▶ _SET TASK_
Pull out every line in the rows below that contains the word "jeans", matching case exactly, and copy each one in full.

Start

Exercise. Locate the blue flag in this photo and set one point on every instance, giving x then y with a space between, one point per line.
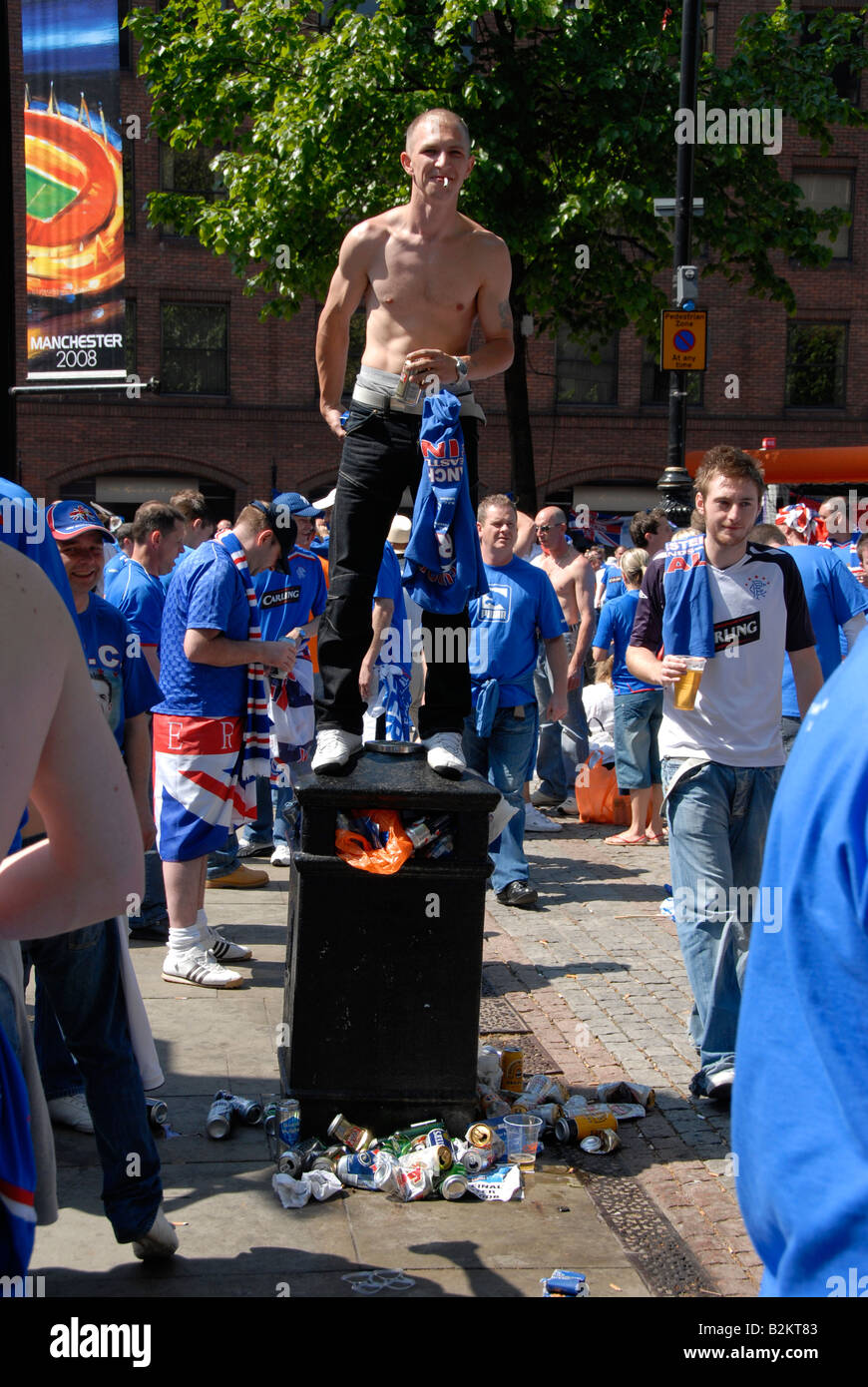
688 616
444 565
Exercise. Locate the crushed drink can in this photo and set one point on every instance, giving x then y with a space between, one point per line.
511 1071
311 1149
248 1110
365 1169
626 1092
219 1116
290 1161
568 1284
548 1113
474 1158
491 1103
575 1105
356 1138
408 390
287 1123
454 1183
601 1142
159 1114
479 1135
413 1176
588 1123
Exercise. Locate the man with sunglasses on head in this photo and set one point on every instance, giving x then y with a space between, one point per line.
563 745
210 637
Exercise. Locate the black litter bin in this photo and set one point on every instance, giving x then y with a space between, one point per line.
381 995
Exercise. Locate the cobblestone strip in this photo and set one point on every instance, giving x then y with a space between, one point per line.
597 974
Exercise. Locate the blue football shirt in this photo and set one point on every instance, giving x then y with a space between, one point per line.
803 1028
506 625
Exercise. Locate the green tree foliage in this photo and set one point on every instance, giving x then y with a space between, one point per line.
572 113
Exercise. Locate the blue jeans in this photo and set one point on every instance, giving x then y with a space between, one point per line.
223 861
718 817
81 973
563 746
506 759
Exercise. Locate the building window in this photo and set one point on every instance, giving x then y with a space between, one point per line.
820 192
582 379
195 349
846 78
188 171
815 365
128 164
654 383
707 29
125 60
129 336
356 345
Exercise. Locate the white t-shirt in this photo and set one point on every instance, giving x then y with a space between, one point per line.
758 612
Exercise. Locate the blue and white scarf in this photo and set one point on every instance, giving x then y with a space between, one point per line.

End
Start

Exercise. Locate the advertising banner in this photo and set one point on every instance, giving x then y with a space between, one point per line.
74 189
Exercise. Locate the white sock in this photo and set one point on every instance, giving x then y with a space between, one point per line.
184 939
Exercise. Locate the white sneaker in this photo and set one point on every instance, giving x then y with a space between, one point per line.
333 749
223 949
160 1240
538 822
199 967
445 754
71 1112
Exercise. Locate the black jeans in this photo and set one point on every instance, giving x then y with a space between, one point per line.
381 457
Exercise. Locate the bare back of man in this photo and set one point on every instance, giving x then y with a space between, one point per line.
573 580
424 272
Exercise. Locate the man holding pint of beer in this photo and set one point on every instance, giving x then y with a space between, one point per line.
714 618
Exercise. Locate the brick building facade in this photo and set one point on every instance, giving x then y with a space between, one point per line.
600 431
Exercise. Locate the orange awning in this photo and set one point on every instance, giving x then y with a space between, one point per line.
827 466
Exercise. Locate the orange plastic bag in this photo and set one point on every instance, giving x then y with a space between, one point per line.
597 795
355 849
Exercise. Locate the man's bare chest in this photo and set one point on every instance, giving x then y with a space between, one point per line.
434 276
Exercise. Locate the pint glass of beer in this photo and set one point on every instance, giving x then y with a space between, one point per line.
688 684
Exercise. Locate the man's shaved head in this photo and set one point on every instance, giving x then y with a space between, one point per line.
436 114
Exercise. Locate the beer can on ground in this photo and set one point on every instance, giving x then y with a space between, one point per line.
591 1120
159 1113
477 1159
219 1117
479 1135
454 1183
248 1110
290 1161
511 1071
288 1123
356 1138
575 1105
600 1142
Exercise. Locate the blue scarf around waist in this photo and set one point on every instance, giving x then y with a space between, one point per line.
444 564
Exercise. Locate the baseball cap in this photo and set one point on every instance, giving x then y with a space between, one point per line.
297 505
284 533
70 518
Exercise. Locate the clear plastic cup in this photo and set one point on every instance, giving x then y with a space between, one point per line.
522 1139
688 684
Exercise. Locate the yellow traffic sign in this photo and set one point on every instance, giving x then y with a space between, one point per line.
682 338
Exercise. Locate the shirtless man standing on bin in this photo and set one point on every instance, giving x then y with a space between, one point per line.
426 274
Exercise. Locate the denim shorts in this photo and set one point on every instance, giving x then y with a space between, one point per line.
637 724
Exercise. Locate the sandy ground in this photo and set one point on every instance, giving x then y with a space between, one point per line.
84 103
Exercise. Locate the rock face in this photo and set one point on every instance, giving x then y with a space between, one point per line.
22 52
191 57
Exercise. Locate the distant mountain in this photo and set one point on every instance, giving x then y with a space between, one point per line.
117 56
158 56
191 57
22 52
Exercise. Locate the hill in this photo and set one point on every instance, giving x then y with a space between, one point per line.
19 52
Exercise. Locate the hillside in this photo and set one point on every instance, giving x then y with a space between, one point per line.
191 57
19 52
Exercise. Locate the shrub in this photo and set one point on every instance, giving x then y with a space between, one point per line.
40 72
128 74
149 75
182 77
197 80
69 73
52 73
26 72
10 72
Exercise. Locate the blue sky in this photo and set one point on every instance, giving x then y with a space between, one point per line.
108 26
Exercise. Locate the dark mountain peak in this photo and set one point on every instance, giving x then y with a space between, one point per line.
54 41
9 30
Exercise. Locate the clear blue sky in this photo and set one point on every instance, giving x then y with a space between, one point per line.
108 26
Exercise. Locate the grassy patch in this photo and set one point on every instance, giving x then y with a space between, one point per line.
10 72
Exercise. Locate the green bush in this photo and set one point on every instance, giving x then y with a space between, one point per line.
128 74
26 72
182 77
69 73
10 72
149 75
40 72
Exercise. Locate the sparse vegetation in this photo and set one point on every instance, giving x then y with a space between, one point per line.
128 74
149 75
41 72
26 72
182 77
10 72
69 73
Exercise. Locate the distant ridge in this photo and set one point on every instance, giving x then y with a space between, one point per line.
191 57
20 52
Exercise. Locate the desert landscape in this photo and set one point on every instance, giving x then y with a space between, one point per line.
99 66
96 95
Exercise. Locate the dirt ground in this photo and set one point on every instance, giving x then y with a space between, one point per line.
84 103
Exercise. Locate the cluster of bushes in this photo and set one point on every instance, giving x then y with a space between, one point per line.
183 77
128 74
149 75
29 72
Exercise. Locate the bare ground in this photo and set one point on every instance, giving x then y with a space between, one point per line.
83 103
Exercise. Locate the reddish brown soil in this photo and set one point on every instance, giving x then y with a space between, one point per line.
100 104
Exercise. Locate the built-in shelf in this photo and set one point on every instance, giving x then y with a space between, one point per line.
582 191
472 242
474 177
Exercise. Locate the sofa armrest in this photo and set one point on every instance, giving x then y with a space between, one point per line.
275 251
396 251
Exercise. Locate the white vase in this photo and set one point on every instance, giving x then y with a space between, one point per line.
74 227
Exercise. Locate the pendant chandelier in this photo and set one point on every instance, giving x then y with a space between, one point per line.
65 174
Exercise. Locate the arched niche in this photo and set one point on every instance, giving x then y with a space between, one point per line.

End

▶ _RESULT OF THE EXERCISE_
Exercise. Locate the blue jeans in this photo and set one point on every instance, giving x then y with a space between, one point per line.
Exercise. Locate the black jeans in this photo and set one point on every instance, giving x then y with a space between, one point per line.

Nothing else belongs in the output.